THE PROBLEM: In the items below, put each line as a string in a JSON list, skipping blank lines, from the line with "Can you find the tatami" up to and including the last line of the items.

<<<<

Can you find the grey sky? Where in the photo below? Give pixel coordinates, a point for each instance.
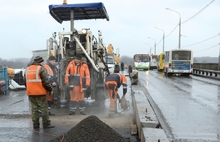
(26, 25)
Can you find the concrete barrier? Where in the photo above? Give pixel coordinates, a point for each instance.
(146, 119)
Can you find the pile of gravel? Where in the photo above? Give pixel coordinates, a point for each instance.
(90, 129)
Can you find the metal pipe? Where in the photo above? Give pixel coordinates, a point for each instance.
(87, 55)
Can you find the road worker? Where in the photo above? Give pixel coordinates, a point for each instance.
(37, 86)
(112, 83)
(86, 90)
(75, 72)
(52, 73)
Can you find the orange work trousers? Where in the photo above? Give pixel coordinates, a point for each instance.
(76, 94)
(111, 86)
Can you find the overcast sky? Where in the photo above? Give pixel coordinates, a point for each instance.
(26, 25)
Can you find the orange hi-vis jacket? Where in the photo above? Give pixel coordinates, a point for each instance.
(33, 81)
(78, 73)
(50, 73)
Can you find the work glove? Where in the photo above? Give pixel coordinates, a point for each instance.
(51, 93)
(86, 87)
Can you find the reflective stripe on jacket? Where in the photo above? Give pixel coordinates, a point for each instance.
(120, 79)
(33, 81)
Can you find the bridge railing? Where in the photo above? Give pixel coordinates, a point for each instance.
(206, 69)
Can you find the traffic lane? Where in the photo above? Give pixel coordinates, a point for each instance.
(188, 116)
(18, 126)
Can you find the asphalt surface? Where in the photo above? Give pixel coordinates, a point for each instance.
(16, 123)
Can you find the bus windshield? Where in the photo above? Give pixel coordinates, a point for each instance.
(141, 58)
(181, 55)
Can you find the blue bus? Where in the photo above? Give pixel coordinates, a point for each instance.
(141, 61)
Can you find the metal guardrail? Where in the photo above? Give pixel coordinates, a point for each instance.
(206, 69)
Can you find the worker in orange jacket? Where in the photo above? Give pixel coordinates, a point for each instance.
(112, 83)
(37, 86)
(75, 73)
(52, 79)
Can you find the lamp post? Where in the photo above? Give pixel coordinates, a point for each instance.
(154, 44)
(150, 47)
(163, 38)
(179, 25)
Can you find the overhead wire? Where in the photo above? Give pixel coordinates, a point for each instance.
(187, 21)
(202, 41)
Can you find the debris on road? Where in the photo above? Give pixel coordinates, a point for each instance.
(91, 129)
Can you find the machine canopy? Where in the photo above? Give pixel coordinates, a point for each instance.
(82, 11)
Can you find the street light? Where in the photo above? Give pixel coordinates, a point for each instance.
(150, 47)
(163, 37)
(179, 25)
(154, 44)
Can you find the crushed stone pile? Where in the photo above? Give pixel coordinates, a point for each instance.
(90, 129)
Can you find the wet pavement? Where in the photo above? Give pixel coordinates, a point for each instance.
(188, 107)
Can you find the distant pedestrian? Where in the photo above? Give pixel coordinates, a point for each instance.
(112, 83)
(52, 73)
(37, 86)
(75, 72)
(122, 66)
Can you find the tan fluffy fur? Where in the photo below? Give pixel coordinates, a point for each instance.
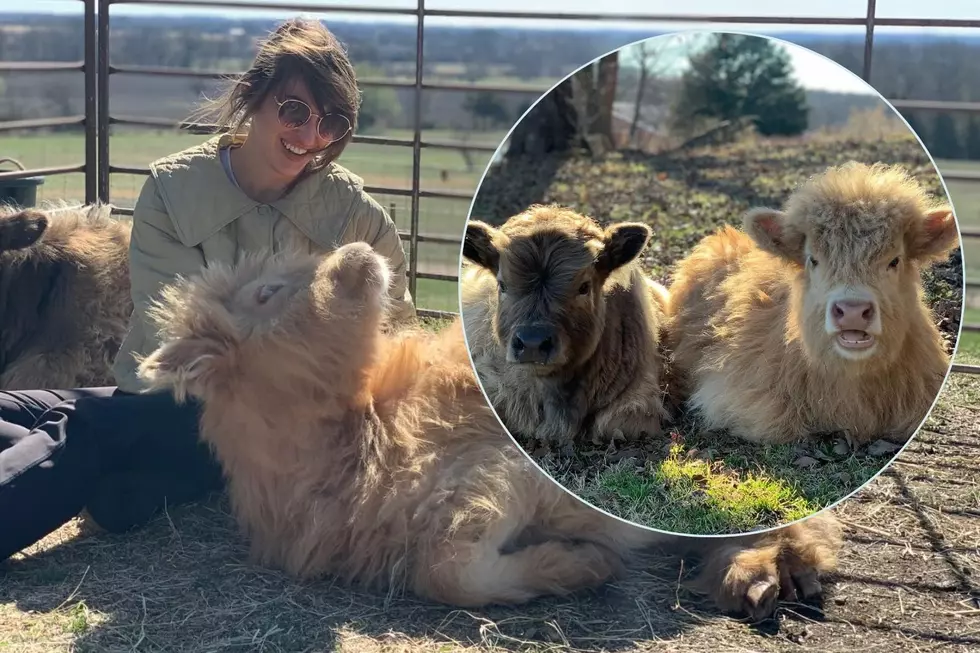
(610, 384)
(747, 325)
(374, 457)
(64, 296)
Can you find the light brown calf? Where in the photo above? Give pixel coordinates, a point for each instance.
(813, 320)
(374, 456)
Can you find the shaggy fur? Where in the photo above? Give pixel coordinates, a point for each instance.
(374, 457)
(751, 326)
(551, 268)
(64, 296)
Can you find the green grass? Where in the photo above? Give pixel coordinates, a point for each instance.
(379, 165)
(966, 200)
(691, 480)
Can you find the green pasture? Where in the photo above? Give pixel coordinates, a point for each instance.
(380, 165)
(966, 200)
(689, 479)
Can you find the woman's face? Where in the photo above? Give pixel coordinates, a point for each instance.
(285, 149)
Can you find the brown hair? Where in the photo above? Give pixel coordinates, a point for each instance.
(298, 49)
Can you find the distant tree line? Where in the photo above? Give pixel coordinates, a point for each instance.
(904, 66)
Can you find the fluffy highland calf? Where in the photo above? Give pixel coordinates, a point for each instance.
(373, 456)
(64, 296)
(813, 320)
(564, 327)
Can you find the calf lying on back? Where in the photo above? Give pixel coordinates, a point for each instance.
(374, 456)
(64, 296)
(563, 326)
(813, 320)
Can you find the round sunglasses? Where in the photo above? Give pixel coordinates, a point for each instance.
(296, 113)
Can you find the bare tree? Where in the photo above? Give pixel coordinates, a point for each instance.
(652, 62)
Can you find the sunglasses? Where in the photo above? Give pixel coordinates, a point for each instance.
(296, 113)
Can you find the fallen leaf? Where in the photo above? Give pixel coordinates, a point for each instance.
(881, 447)
(806, 461)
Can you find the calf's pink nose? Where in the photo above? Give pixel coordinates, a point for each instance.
(853, 315)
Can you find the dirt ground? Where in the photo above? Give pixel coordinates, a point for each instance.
(909, 581)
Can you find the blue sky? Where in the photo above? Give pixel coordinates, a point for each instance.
(824, 8)
(812, 70)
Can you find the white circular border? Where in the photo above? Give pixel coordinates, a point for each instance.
(891, 461)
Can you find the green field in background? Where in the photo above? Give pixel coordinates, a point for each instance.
(384, 165)
(966, 201)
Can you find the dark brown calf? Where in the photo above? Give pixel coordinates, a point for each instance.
(64, 296)
(563, 326)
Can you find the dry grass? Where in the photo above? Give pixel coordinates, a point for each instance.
(910, 580)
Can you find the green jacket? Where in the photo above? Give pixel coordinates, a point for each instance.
(190, 215)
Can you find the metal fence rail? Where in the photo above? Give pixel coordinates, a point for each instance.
(98, 117)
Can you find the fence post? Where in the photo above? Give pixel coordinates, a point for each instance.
(102, 82)
(869, 41)
(91, 106)
(416, 152)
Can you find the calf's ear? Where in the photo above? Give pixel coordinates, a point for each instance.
(623, 243)
(479, 245)
(933, 238)
(22, 229)
(772, 232)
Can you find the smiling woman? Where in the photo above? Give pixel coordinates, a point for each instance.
(267, 183)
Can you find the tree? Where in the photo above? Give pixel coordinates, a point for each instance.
(945, 142)
(973, 139)
(740, 76)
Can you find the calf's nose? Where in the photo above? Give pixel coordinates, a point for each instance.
(533, 344)
(849, 315)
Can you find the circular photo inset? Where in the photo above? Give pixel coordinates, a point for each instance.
(711, 283)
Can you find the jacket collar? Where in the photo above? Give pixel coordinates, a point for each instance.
(201, 200)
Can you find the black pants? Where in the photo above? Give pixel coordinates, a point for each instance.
(121, 456)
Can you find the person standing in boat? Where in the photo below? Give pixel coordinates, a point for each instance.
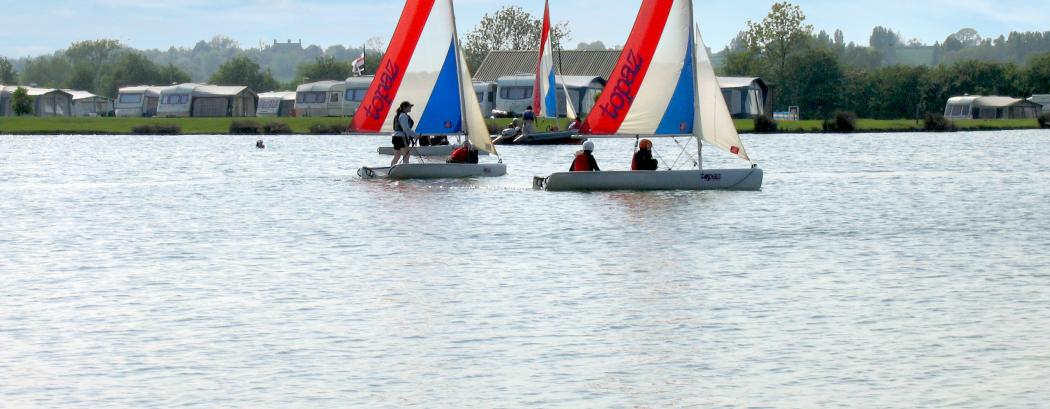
(528, 120)
(464, 154)
(585, 160)
(644, 157)
(403, 133)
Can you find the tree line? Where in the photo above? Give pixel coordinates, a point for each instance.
(821, 74)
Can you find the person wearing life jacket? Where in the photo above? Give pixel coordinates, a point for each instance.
(463, 154)
(403, 133)
(644, 157)
(585, 160)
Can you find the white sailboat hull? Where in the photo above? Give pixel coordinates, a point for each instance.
(736, 179)
(434, 171)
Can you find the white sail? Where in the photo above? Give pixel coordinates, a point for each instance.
(716, 126)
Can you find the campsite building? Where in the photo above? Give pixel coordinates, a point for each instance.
(87, 104)
(977, 107)
(320, 99)
(515, 93)
(356, 88)
(138, 101)
(486, 97)
(1043, 100)
(276, 104)
(206, 101)
(46, 102)
(746, 97)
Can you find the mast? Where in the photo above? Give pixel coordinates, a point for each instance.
(459, 70)
(697, 117)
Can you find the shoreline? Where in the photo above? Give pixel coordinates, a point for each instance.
(301, 126)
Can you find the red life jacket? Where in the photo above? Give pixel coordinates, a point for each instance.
(581, 164)
(459, 154)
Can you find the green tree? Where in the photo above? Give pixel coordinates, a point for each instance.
(324, 68)
(816, 83)
(51, 71)
(509, 27)
(92, 55)
(7, 74)
(780, 34)
(243, 70)
(1037, 74)
(21, 103)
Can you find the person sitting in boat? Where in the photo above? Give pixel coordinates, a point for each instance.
(528, 121)
(574, 125)
(464, 154)
(511, 130)
(585, 160)
(644, 157)
(403, 133)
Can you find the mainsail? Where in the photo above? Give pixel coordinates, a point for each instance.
(681, 97)
(424, 66)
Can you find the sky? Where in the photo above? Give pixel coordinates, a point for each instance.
(39, 27)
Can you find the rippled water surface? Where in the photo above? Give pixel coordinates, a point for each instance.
(872, 271)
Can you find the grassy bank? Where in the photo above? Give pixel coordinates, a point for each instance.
(302, 125)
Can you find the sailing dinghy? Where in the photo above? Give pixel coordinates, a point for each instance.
(545, 98)
(664, 86)
(424, 65)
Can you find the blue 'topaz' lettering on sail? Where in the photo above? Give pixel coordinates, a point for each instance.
(443, 113)
(678, 117)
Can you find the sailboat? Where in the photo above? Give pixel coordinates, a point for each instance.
(545, 95)
(424, 65)
(664, 86)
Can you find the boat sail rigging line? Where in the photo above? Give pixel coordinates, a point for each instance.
(664, 41)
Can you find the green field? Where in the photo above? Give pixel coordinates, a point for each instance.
(30, 125)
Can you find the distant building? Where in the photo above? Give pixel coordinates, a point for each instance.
(138, 101)
(87, 104)
(515, 93)
(276, 104)
(977, 107)
(289, 46)
(746, 97)
(46, 102)
(356, 88)
(1043, 100)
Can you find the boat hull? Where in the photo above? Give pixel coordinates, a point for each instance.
(434, 171)
(558, 137)
(440, 150)
(737, 179)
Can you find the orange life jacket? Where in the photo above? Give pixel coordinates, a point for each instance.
(581, 164)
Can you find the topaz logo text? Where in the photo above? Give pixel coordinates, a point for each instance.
(623, 93)
(383, 98)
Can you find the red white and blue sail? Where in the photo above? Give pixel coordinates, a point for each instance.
(545, 98)
(665, 84)
(420, 66)
(652, 90)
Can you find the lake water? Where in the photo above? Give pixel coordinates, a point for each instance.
(872, 271)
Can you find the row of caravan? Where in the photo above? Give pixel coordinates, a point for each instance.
(186, 100)
(508, 95)
(49, 102)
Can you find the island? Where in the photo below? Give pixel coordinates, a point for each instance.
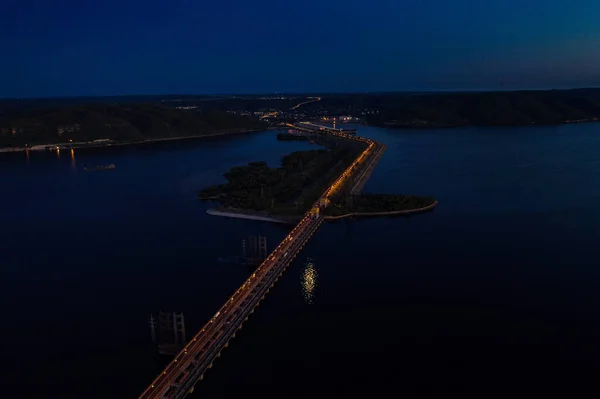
(285, 193)
(109, 124)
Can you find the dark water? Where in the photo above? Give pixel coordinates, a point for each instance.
(495, 292)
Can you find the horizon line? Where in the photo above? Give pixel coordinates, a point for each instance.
(295, 93)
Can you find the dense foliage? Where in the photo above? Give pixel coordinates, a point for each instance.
(289, 189)
(119, 122)
(377, 203)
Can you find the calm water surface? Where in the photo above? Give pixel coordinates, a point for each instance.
(495, 292)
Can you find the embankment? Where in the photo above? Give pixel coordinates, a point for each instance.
(244, 214)
(387, 213)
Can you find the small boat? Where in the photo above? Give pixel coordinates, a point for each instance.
(100, 167)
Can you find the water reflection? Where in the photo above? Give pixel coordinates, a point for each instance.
(309, 281)
(73, 159)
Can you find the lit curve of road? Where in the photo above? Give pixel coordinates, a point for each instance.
(180, 376)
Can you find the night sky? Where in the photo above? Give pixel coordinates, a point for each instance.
(118, 47)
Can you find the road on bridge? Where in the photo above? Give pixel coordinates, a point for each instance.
(188, 367)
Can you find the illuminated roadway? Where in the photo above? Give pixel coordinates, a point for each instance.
(188, 367)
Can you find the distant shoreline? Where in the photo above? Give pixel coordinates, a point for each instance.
(81, 145)
(383, 213)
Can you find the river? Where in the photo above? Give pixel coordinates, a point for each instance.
(495, 290)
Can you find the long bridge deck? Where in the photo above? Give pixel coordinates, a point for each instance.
(178, 379)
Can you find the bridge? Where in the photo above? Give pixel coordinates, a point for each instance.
(188, 367)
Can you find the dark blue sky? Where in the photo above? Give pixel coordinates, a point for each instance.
(112, 47)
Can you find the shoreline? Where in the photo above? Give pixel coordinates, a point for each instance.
(118, 144)
(384, 213)
(250, 215)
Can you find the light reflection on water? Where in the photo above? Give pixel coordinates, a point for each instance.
(309, 281)
(73, 159)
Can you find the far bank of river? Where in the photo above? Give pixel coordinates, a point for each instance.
(109, 143)
(503, 273)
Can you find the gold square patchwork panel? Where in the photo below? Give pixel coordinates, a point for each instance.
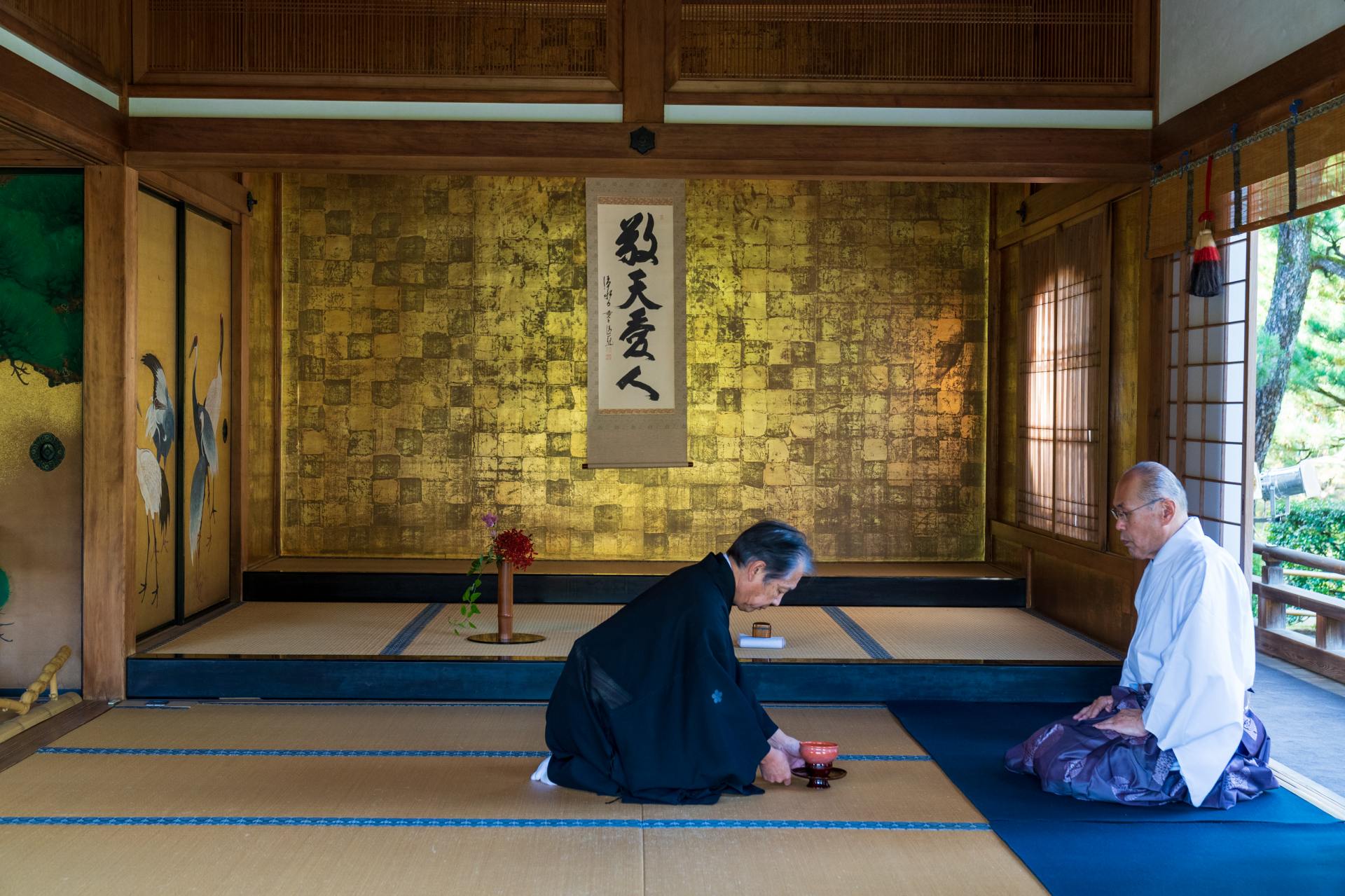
(435, 371)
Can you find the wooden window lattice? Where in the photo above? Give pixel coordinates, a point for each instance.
(389, 38)
(1063, 337)
(1059, 42)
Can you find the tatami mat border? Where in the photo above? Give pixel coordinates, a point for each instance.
(187, 704)
(393, 754)
(857, 633)
(1082, 637)
(412, 630)
(642, 824)
(448, 704)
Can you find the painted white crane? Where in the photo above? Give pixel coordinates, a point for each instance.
(210, 438)
(153, 492)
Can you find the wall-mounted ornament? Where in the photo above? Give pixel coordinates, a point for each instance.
(642, 140)
(48, 453)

>>>>

FULL ANSWER:
[
  "Can you find the tatami mat border? Where in the photo above? Give pixel coordinates, a point for each instance.",
  "(187, 704)",
  "(393, 754)",
  "(857, 633)",
  "(1082, 637)",
  "(412, 630)",
  "(642, 824)",
  "(448, 704)",
  "Can you find the painted white crane? Where in the photo above? Give pixel coordinates, a point for each instance.",
  "(210, 438)",
  "(153, 492)",
  "Can you find the wall-mounted ornament? Where in the photo above? Give pixel coordinates, a point for each instance.",
  "(642, 140)",
  "(48, 453)"
]